**TO DO**
Search the data for "tower" and copy every matching line.

Image point grounding data
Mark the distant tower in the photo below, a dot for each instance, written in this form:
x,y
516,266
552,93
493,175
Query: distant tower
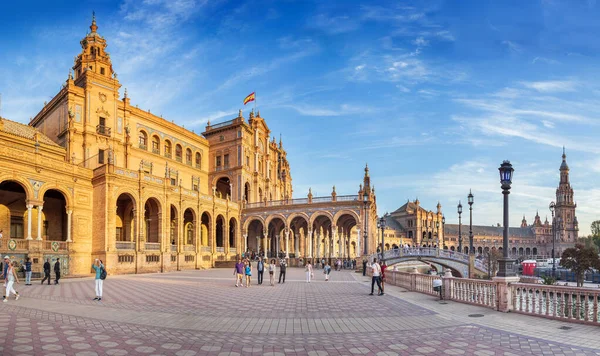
* * *
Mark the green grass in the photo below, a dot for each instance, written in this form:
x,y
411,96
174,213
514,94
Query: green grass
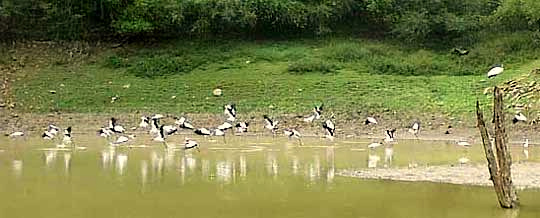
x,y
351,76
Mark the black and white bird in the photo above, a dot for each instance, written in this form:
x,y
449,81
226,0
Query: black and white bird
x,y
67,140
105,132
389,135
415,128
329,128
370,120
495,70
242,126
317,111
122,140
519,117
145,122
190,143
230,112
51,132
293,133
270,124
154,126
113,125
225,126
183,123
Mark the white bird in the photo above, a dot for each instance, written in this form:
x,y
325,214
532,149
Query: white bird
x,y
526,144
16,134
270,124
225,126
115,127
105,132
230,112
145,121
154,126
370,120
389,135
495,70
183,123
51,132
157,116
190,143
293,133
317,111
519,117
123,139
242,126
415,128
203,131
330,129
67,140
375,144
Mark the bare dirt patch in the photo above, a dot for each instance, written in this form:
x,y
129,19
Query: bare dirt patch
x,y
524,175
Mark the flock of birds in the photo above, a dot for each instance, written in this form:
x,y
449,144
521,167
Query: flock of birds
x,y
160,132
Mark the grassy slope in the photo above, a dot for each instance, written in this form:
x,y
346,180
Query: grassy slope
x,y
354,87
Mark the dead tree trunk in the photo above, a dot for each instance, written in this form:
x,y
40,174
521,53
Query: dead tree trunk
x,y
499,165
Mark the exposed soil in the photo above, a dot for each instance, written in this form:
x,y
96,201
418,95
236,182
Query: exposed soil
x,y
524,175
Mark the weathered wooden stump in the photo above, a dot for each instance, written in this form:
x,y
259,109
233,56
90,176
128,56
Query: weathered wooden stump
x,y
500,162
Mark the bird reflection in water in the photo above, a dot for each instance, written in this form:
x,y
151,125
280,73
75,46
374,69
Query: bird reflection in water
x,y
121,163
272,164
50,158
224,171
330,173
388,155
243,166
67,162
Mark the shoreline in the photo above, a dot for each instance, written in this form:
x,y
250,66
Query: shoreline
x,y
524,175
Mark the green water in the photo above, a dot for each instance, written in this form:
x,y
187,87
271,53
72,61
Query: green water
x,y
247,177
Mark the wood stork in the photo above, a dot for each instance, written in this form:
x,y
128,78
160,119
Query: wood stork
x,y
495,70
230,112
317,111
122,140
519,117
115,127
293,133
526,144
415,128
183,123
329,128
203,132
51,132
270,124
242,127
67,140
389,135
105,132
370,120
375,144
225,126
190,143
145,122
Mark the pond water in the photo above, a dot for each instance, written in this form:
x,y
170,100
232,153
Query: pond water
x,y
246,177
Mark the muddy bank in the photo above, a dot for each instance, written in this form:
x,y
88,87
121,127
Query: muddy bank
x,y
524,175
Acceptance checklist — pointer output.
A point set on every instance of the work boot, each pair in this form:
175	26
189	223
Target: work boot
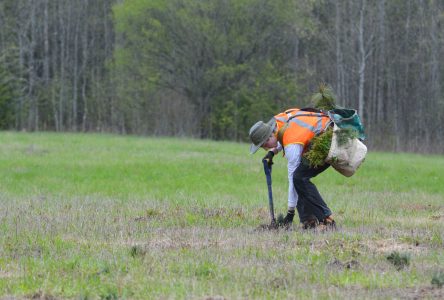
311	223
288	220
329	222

**THE COMPLETED TASK**
Mark the distant tower in the photo below, a dot for each instance, written in this form:
Query: distant tower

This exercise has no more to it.